PROVIDED TEXT:
==================================================

US determined to destroy Al Qaeda in Pakistan or elsewhere: Obama aide
By Arun Kumar, IANSMonday, January 4, 2010
WASHINGTON - President Barack Obama’s top counter-terrorism aide says US is determined to destroy “Al Qaeda, whether it’s in Pakistan, Afghanistan, or in Yemen.”
The United States has indications Al Qaeda is planning an attack against a target in the Yemeni capital of Sanaa, John Brennan, Obama’s assistant for homeland security and counter-terrorism, said in a series of TV talk shows Sunday.
The group had “several hundred members” in Yemen and was posing an increasing threat there. “This is something that we’ve known about for a while,” he told CNN. “We’re determined to destroy Al Qaeda, whether it’s in Pakistan, Afghanistan, or in Yemen.”
The US closed its embassy in Sanaa Sunday, saying it had taken the action “in response to ongoing threats by Al Qaeda in the Arabian Peninsula to attack American interests in Yemen.”

==================================================

PROVIDED INFORMATION:
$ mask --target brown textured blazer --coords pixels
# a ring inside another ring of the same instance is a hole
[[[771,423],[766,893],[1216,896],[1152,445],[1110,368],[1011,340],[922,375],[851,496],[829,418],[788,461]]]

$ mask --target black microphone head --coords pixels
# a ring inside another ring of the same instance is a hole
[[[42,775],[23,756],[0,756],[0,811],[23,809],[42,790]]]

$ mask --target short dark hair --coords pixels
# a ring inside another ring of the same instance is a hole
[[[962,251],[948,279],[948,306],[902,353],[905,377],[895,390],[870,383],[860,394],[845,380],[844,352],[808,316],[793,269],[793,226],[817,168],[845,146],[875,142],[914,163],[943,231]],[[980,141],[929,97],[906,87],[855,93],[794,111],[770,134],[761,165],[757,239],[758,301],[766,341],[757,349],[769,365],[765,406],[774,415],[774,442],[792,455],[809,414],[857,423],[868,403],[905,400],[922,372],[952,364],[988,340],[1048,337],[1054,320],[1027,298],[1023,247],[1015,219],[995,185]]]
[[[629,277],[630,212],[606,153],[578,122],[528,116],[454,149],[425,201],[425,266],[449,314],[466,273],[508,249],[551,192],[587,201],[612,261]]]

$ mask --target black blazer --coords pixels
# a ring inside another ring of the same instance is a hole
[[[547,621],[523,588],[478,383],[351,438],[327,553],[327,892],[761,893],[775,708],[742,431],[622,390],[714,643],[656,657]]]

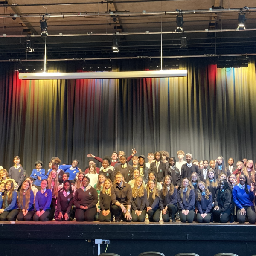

==================================================

WORK INSTRUCTION:
Copy the article on Al Qaeda from "US determined to" to "talk shows Sunday.", and switch "counter-terrorism" to "counterterrorism".

SOLUTION TO THE PROBLEM:
US determined to destroy Al Qaeda in Pakistan or elsewhere: Obama aide
By Arun Kumar, IANSMonday, January 4, 2010
WASHINGTON - President Barack Obama’s top counterterrorism aide says US is determined to destroy “Al Qaeda, whether it’s in Pakistan, Afghanistan, or in Yemen.”
The United States has indications Al Qaeda is planning an attack against a target in the Yemeni capital of Sanaa, John Brennan, Obama’s assistant for homeland security and counterterrorism, said in a series of TV talk shows Sunday.